▸ **Work task**:
Lines with "cape": report how many there are in the listing below, giving the number and nothing else.

· · · ·

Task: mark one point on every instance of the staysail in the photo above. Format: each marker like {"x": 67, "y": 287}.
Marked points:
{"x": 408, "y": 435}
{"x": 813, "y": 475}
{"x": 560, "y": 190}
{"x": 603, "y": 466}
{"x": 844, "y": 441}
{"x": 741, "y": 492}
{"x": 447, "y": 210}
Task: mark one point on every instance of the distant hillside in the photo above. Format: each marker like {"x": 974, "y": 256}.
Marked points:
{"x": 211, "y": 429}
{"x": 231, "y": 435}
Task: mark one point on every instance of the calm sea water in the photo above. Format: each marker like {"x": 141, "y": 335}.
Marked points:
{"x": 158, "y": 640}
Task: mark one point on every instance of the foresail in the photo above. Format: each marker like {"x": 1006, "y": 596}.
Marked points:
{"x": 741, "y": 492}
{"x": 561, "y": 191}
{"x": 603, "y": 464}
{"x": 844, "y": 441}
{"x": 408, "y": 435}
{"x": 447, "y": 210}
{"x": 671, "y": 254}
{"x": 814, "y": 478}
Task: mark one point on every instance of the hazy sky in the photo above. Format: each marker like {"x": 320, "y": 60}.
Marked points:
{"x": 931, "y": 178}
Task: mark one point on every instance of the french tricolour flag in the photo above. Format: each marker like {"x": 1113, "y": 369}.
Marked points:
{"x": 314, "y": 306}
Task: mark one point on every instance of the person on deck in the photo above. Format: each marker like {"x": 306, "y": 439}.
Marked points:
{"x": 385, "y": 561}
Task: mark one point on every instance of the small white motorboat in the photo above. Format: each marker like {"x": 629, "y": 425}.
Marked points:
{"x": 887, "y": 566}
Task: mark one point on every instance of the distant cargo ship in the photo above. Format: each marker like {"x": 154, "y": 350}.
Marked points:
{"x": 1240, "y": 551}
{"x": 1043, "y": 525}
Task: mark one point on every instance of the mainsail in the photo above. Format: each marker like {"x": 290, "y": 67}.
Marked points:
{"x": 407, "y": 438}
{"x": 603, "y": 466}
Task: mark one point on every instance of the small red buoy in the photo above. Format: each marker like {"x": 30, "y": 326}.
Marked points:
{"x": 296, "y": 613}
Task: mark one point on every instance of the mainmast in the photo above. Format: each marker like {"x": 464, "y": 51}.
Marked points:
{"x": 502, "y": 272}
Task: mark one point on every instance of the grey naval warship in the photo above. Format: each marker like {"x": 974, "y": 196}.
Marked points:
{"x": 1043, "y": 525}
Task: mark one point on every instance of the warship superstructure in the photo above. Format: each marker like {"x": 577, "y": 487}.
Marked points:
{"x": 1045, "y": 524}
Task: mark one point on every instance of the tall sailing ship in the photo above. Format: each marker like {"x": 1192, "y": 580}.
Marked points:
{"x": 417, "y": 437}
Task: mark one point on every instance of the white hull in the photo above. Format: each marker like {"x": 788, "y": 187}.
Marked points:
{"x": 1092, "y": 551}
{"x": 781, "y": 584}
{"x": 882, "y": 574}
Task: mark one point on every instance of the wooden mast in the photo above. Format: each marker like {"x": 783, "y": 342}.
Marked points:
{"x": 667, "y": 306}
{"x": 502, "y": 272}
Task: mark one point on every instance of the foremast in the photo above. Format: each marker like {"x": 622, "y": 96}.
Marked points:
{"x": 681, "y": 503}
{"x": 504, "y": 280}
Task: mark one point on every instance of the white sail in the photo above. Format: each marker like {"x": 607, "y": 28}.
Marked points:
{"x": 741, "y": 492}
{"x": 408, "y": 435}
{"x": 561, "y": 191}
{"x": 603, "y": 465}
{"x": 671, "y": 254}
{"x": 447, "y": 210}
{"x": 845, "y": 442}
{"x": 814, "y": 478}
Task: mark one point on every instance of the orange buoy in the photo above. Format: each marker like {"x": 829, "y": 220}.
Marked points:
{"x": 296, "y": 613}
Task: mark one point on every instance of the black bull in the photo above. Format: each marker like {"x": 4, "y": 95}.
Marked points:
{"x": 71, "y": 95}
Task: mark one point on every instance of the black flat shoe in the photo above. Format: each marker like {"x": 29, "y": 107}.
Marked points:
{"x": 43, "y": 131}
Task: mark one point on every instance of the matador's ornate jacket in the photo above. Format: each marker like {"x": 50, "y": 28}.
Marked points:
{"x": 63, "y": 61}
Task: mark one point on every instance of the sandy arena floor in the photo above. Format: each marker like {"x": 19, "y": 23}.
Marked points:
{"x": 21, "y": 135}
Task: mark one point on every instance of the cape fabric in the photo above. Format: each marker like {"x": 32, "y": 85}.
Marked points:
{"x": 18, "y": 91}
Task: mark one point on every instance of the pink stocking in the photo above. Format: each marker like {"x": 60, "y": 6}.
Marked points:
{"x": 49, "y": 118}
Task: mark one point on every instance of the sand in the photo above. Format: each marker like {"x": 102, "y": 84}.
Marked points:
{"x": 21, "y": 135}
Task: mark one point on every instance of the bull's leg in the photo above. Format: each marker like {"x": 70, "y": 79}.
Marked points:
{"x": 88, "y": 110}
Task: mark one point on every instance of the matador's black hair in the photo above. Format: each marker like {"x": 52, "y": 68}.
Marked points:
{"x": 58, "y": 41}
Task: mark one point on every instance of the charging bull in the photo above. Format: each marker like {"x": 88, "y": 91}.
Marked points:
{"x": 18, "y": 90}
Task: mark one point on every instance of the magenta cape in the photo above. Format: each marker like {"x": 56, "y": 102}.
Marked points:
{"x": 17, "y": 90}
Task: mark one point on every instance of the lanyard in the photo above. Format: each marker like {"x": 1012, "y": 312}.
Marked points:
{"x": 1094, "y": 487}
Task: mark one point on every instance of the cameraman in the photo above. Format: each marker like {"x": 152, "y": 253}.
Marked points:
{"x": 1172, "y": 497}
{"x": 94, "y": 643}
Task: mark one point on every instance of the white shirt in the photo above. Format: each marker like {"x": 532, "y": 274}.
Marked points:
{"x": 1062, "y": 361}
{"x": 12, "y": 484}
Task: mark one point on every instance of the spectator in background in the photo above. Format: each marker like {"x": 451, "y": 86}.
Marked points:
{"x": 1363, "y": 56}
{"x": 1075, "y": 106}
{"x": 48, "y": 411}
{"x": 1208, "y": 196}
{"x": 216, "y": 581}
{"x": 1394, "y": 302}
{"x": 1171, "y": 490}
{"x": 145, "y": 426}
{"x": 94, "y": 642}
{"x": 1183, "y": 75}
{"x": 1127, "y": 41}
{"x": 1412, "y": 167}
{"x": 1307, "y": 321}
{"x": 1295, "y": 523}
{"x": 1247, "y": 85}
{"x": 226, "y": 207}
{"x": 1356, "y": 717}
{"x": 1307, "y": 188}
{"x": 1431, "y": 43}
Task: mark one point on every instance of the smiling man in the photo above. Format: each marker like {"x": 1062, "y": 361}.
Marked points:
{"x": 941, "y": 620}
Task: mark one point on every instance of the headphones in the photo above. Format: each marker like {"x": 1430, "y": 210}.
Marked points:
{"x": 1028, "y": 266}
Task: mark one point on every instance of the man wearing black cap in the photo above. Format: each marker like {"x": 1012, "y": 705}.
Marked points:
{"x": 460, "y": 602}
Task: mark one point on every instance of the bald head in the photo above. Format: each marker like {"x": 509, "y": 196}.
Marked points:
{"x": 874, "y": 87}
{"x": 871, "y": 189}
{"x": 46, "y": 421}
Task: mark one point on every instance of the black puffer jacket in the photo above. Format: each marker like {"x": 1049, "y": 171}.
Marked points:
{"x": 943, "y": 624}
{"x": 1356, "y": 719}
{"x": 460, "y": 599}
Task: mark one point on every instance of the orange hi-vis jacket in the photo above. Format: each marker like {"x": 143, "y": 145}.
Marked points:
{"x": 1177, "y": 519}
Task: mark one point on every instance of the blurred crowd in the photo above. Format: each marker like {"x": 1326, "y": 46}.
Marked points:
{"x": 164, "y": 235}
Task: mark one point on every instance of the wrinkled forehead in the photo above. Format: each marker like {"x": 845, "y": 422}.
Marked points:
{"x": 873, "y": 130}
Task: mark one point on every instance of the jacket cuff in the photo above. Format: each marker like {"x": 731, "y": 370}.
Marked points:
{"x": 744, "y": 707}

· · · ·

▸ **Task result**:
2